EXERCISE OBJECTIVE:
Print each entry below precisely as it reads.
────────────────
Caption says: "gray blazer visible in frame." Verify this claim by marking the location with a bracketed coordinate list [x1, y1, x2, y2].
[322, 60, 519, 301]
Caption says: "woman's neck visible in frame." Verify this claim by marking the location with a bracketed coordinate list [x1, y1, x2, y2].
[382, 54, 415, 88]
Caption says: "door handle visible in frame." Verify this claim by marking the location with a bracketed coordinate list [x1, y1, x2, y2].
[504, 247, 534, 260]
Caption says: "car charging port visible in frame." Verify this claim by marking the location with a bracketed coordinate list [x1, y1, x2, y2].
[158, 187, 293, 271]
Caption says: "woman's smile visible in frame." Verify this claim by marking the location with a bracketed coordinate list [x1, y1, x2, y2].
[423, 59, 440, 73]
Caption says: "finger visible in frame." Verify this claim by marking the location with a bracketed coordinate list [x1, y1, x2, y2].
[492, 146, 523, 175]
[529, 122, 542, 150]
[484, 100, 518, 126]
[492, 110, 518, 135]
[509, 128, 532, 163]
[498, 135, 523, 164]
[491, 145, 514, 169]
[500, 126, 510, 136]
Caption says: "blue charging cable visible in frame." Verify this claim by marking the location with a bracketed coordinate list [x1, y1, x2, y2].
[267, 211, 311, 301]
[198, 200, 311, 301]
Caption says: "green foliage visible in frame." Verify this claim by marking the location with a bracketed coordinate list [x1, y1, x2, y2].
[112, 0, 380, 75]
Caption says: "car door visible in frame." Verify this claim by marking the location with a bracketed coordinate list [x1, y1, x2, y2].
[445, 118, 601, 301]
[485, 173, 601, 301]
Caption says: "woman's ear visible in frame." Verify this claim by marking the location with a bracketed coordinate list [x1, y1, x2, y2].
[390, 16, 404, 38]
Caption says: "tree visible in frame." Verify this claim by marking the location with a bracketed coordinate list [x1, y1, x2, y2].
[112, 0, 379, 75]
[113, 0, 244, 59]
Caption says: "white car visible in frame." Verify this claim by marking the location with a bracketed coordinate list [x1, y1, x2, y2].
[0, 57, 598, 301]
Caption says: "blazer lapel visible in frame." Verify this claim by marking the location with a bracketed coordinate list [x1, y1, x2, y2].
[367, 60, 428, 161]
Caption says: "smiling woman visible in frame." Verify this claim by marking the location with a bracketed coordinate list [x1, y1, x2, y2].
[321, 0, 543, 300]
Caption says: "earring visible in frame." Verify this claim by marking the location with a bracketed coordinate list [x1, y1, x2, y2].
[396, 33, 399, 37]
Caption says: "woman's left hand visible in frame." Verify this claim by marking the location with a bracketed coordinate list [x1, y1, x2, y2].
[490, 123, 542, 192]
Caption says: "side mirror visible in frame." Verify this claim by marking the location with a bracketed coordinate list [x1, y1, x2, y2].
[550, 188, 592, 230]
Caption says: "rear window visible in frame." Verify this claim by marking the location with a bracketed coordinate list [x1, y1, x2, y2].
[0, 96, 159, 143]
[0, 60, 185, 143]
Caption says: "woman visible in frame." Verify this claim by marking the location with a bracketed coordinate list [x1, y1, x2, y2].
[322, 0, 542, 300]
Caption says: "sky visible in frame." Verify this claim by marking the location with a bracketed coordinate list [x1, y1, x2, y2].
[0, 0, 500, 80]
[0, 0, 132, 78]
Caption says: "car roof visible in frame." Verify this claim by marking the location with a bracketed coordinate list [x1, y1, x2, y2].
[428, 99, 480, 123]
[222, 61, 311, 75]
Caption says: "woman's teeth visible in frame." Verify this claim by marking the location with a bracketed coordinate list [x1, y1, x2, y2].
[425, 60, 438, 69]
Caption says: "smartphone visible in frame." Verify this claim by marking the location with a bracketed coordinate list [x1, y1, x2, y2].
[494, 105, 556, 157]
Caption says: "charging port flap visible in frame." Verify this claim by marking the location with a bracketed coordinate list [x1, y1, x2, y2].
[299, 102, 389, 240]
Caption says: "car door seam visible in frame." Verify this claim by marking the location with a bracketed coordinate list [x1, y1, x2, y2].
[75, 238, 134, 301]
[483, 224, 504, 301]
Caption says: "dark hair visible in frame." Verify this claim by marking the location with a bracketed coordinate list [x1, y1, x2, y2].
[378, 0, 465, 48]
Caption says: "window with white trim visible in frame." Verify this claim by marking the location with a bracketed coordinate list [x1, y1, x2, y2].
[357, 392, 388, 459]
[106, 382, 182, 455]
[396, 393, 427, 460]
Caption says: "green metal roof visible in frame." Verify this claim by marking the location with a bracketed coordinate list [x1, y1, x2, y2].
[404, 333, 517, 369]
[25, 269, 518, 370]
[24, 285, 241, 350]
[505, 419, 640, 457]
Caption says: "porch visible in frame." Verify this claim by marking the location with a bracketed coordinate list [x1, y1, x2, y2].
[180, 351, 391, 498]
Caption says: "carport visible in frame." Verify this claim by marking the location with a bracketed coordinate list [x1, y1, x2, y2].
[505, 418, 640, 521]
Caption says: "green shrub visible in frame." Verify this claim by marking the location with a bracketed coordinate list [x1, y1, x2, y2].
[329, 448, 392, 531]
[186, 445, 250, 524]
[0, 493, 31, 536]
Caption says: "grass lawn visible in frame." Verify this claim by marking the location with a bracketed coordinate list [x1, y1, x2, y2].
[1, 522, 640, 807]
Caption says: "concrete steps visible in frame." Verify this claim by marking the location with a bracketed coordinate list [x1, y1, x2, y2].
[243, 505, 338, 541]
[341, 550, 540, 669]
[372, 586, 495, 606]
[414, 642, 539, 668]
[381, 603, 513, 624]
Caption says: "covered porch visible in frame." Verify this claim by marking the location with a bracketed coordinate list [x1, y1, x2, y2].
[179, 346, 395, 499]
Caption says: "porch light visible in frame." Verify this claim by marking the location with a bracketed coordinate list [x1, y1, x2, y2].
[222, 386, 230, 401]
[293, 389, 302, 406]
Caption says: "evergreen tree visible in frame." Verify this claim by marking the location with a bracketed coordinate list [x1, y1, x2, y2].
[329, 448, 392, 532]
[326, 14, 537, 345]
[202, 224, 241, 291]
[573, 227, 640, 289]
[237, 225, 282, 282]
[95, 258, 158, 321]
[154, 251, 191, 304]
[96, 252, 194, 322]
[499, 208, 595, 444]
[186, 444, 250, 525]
────────────────
RESPONSE TO THIS TASK:
Caption says: "gray blazer visible in frame." Verify this claim by marking the location with a bracketed coordinate list [x1, y1, x2, y2].
[322, 60, 519, 301]
Caption says: "woman's neck visible in frame." Verify this claim by marking the location with a bracketed coordinate list [x1, y1, x2, y2].
[382, 54, 415, 88]
Caption says: "door handle visible in frame." Verify this claim by marking the location with a bracketed coordinate list [x1, y1, x2, y2].
[504, 247, 534, 260]
Caption says: "car charging port visible in frame." Verify this claim by marking the location with a bracketed coordinate list [x1, y1, x2, y2].
[158, 187, 293, 271]
Caption says: "woman's smile visible in frame." Verify this claim by marking the location with a bracketed coordinate list [x1, y1, x2, y2].
[423, 59, 440, 73]
Caption says: "finger visible in frame." Verify this claim by marking the location with a bracketed coordinate list [x1, y1, x2, y2].
[492, 146, 523, 175]
[529, 122, 542, 150]
[484, 100, 518, 126]
[492, 110, 518, 135]
[509, 128, 532, 163]
[498, 135, 523, 164]
[491, 145, 514, 169]
[500, 126, 510, 136]
Caption says: "blue charging cable visible in frame." Verify this claim by marking the location with a bracketed coordinate list [x1, y1, x2, y2].
[267, 211, 311, 301]
[198, 200, 311, 301]
Caption says: "green foliage visible in frame." Verify this claim by marking the location with a bracketed coordinate list [x1, y1, x2, y2].
[112, 0, 380, 75]
Caption says: "car door visible in frame." Verify this claim by marking the location with a bracketed coordinate list [x1, y1, x2, y2].
[445, 118, 601, 301]
[485, 173, 601, 301]
Caption says: "woman's ear visible in frame." Verify this claim by marking the location with a bracketed coordinate list [x1, y1, x2, y2].
[390, 16, 404, 38]
Caption says: "tree visible in frame." Verify this claim by marking the location with a bracketed coordinate list [x1, y1, x2, y2].
[112, 0, 379, 75]
[113, 0, 244, 59]
Caption says: "white car visible in frame." Verify this claim by marking the location with a bracketed coordinate list [x1, y1, x2, y2].
[0, 57, 598, 301]
Caption says: "blazer lapel visible in frame." Verify this claim by marking the location with a bracketed coordinate list [x1, y1, x2, y2].
[367, 60, 428, 161]
Caption says: "smiling woman visible in frame." Verify this claim by marking the location with a bracketed coordinate list [x1, y1, x2, y2].
[321, 0, 543, 300]
Caption says: "earring visible in frame." Verify this claim by marking the location with a bracketed coordinate list [x1, y1, x2, y2].
[396, 33, 399, 37]
Caption says: "woman's left hand visible in frame." Verify this claim by marking the location with a bracketed coordinate list [x1, y1, x2, y2].
[490, 123, 542, 192]
Caption says: "side mirror visible in frame." Verify this claim by marking the location with a bracketed coordinate list [x1, y1, x2, y2].
[550, 188, 592, 230]
Caption says: "rear window visible in frame." Verify this claim by marking the location with a bracketed coordinate list [x1, y1, x2, y2].
[0, 96, 159, 143]
[0, 60, 185, 143]
Caption says: "woman visible in frame." Verify this claim by marking the location with a bracketed coordinate list [x1, y1, x2, y2].
[322, 0, 542, 300]
Caption says: "sky visible in frame." Verify this claim by marking the location with a bracketed coordinate list [x1, y1, x2, y2].
[0, 0, 500, 80]
[0, 0, 132, 78]
Caption says: "car roof visible in frame." Verify this claim by marking the location with a bracketed coordinate list [x1, y1, x2, y2].
[428, 99, 480, 123]
[222, 61, 311, 75]
Caption says: "woman's teeth visible in frame." Verify this claim by marking the location with a bracketed coordinate list [x1, y1, x2, y2].
[425, 60, 438, 69]
Caption says: "smartphone visible in frame." Verify this claim by marking the location with a bracketed coordinate list [x1, y1, x2, y2].
[494, 105, 556, 157]
Caption says: "charging port flap visible in frame." Verify this claim by marking the location with a bracketed coordinate list [x1, y1, x2, y2].
[299, 102, 389, 240]
Caption says: "car door seam visible in frame." Verify this claim by marking the location with a bracketed coordinate list [x1, y1, x2, y2].
[75, 238, 134, 301]
[483, 224, 504, 301]
Caption says: "dark hair visible in frame." Verify this claim by marking the location with a bracketed coordinate list [x1, y1, x2, y2].
[378, 0, 465, 48]
Caption says: "window with white trim visible in frame." Verify this claim by marking the location with a bracketed coordinate list [x1, y1, x2, y2].
[357, 392, 388, 459]
[106, 382, 182, 455]
[396, 393, 427, 460]
Caption says: "green metal roof visible in frame." Verify this claim by marking the location with a bracketed coordinate list [x1, y1, x2, y2].
[404, 333, 517, 369]
[25, 269, 518, 370]
[24, 285, 241, 350]
[505, 419, 640, 457]
Caption says: "porch visible in frame." Verify this claim by marking the location with a bracketed coordinate list [x1, y1, x2, y2].
[180, 351, 391, 498]
Caption says: "carport visible in frame." Verify this claim by marking the location with a bracketed coordinate list [x1, y1, x2, y2].
[505, 418, 640, 521]
Caption says: "green shrub visible in frame." Verify this claim by marking the location with a bracketed coordinate list [x1, y1, x2, y2].
[329, 448, 392, 531]
[186, 445, 250, 524]
[0, 493, 31, 536]
Caption says: "grass lawn visible in frame." Verify this claim by marking the location with a bracketed coordinate list [x1, y1, x2, y2].
[1, 522, 640, 807]
Caption says: "concrete steps visible in frame." Verify this claim by marking the location with a bracketed coordinate list [x1, y1, x2, y2].
[243, 505, 338, 541]
[341, 550, 540, 669]
[372, 586, 495, 606]
[414, 642, 539, 668]
[381, 603, 513, 624]
Caption says: "covered porch visible in frame." Verify this claim by marking the location with a bracketed coordinate list [x1, y1, x2, y2].
[179, 346, 395, 499]
Caption says: "porch light visible in frame." Verify this claim by marking the location with a bracketed coordinate list [x1, y1, x2, y2].
[222, 386, 230, 401]
[293, 389, 302, 406]
Caption says: "evergreen tree visible in frame." Verify this claim by marking the location with a bracketed coordinate list [x1, y1, x2, y2].
[329, 448, 392, 532]
[326, 14, 537, 345]
[202, 224, 241, 291]
[573, 227, 640, 289]
[237, 225, 282, 282]
[95, 258, 158, 321]
[154, 251, 191, 304]
[96, 252, 194, 322]
[499, 208, 595, 444]
[186, 444, 250, 525]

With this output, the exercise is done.